====== RECORDS FOR THIS TASK ======

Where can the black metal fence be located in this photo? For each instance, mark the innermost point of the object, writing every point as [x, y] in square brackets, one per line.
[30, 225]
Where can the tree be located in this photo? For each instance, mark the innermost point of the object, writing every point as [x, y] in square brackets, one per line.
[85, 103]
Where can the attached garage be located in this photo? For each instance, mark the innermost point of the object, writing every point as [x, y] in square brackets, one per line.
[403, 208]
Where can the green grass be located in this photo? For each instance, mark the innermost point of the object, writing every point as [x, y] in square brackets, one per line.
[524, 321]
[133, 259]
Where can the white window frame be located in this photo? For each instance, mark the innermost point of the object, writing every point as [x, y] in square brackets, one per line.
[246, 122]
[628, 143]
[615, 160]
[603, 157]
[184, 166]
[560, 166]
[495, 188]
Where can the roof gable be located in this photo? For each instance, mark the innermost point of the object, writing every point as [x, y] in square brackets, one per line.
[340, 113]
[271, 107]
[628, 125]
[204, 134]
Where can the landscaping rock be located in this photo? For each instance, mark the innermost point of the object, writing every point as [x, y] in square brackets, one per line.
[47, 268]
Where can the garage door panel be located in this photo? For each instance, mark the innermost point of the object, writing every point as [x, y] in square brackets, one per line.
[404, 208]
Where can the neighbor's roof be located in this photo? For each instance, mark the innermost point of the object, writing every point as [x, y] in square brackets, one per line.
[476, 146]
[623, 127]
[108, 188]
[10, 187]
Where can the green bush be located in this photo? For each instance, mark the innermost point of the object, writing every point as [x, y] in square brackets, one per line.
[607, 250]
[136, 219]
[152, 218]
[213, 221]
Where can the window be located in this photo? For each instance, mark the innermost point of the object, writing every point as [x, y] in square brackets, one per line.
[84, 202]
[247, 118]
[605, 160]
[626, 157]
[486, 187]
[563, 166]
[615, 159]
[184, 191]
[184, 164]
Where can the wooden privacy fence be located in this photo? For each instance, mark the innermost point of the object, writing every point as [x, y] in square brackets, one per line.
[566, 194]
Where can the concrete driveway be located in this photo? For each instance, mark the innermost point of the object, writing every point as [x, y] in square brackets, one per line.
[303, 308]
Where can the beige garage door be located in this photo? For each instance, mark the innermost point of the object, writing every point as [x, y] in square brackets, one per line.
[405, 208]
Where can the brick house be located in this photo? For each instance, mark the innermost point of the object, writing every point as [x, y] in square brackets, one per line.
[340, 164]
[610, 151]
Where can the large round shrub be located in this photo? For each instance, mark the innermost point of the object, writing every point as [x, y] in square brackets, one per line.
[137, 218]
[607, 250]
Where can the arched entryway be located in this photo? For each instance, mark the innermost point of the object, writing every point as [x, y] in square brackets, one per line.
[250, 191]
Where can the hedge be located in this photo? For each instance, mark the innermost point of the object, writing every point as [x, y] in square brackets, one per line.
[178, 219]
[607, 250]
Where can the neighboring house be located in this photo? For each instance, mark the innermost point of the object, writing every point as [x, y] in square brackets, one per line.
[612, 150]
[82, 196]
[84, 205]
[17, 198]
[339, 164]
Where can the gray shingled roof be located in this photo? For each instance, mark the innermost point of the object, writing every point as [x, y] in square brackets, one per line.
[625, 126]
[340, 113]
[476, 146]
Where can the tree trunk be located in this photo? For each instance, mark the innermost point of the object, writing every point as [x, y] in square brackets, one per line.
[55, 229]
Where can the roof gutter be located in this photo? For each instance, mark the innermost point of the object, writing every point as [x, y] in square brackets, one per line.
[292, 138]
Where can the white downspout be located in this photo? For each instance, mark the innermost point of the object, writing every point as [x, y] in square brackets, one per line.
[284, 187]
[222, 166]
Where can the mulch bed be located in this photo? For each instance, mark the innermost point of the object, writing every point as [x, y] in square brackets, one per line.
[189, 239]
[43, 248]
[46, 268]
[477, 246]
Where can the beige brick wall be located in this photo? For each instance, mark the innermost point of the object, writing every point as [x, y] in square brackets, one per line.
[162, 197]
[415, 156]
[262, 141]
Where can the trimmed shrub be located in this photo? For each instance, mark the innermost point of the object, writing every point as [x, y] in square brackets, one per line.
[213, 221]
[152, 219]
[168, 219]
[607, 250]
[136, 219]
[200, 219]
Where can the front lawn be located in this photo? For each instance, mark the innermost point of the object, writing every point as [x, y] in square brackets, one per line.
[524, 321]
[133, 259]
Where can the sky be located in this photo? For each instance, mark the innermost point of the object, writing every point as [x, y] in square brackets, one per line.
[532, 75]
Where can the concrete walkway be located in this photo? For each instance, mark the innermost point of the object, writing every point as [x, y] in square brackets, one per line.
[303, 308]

======

TASK: Write out every line of the material exactly as it appears.

EXPECTED ANSWER:
Where can the black metal fence be located in this photo? For each instance, mark the innermost point of the object, writing every point as [x, y] in square brackets, one per line.
[30, 225]
Where can the tree be located in this photo? For each instance, mark the innermost point of the object, writing every point as [x, y] in square brackets, one per line.
[85, 103]
Where can the attached garage be located in this photo? For each instance, mark the innermost point of the object, writing every point as [x, y] in square brackets, one per line.
[403, 208]
Where can the green grass be located in this photo? For each instance, mark the innermost point of the object, writing every point as [x, y] in square brackets, one per line.
[524, 321]
[133, 259]
Where can the white window frame be located in this photo? For each instance, mark the innermost point of the object, writing every point as [x, y] in square brackets, one per line.
[246, 122]
[628, 143]
[615, 160]
[603, 157]
[184, 166]
[560, 166]
[495, 188]
Where can the roof gable be located in this photo? For each instance, mark the innermost point of the object, writing every point as [x, y] in square brackets, one per line.
[340, 113]
[271, 107]
[628, 125]
[204, 134]
Where can the landscaping rock be located in this photo? For each instance, mark the innermost point of the object, writing every point as [x, y] in square brackets, one per line.
[47, 268]
Where can the garage door panel be located in this photo? For each instance, mark the innermost point of the object, writing every point as [x, y] in square brackets, one per line.
[404, 208]
Where can the neighbor's roof be located in this photo? For each instance, mark the innermost point of the object, writing every point as [x, y] in square brackets, one per line.
[476, 146]
[623, 127]
[108, 188]
[10, 187]
Where can the green bush be located in this photo? For each instance, mark the innermost point of the object, writing every point as [x, y] in square brackets, one per line.
[607, 250]
[136, 219]
[152, 218]
[213, 221]
Where can the window be located in this photo? For each instance, mark the innermost point of the object, writing every point as [x, y] in square brackets, one per line.
[84, 202]
[247, 118]
[605, 160]
[626, 157]
[486, 187]
[563, 166]
[615, 159]
[184, 191]
[184, 164]
Where can the wooden privacy fence be located in this photo? For each instance, mark the innermost point of the object, writing every point as [x, y] in square brackets, one per line.
[566, 194]
Where can the concrete driveway be located in this photo? For each instance, mark the innermost point of the object, writing every point as [x, y] in square brackets, one per line.
[303, 308]
Where can the beige garage door be located in this photo? For each instance, mark the innermost point of the object, writing every point as [x, y] in square brackets, one per line.
[405, 208]
Where can the brick house be located in this photo? For each instance, mark the innermost point of the object, writing every point as [x, y] in square brackets, one per line.
[340, 164]
[610, 151]
Where can the large round shrub be located in this photo? For each instance, mark the innermost point of the object, writing every point as [x, y] in square brackets, one per line.
[137, 218]
[607, 250]
Where can the arched entryway be located in this photo? For each instance, mark the innermost point of the object, writing every point as [x, y] in square brackets, one per line.
[250, 191]
Where can the hedge be located in this photo? For each instance, mark the innermost point of the object, writing every point as [x, y] in square brackets, one per line.
[178, 219]
[607, 250]
Where can the neighboring house be located in this photo? For each instance, mark the innermost point of the object, writing every point as [x, y] in square brackets, one per line.
[612, 150]
[82, 196]
[84, 205]
[17, 198]
[339, 164]
Where can the gray shingled roof be located in this photo? For each instance, mark the innermost point of the object, writing every point as [x, y] in square brackets, one per line.
[625, 126]
[340, 113]
[476, 146]
Where can the tree trunk be located in this photo? For each instance, mark the innermost point of the object, writing every point as [x, y] in square brackets, one per line.
[55, 229]
Where can the roof gutter be located in this photo? For each instance, mark the innermost point of the object, writing every point as [x, y] in square brackets, one per line.
[292, 138]
Where can the white downspout be located in this photo? For each instance, mark the innermost point of the object, writing every point as [x, y] in square brackets, one per line.
[284, 187]
[222, 166]
Where can the mulch bed be located in this photo? For each instance, mark the innermost point of the object, writing every point as [x, y] in square brackets, one per line.
[189, 239]
[43, 248]
[46, 268]
[477, 246]
Where can the beige brick wall be located in this photo? For each instance, mark the innermost point of the object, writing every point as [x, y] in square brackets, one per line.
[162, 197]
[415, 156]
[262, 141]
Where can the trimmed shrub be located in this photo? For each instance, mark the innermost point of the object, writing every point as [x, y] in square brackets, one per line.
[213, 221]
[152, 219]
[168, 219]
[607, 250]
[136, 219]
[200, 219]
Where can the front lawn be located in this photo? For each instance, mark the innermost point of the object, writing every point as [x, y] in square brackets, one per line.
[524, 321]
[133, 259]
Where can the sky be located in this photo? For each instance, mark the innermost point of the object, writing every point as [x, y] in square brackets, one per line.
[532, 75]
Where can the concrete walkway be located in this photo? For each instance, mark the innermost point of the object, writing every point as [x, y] in square brackets, one per line.
[303, 308]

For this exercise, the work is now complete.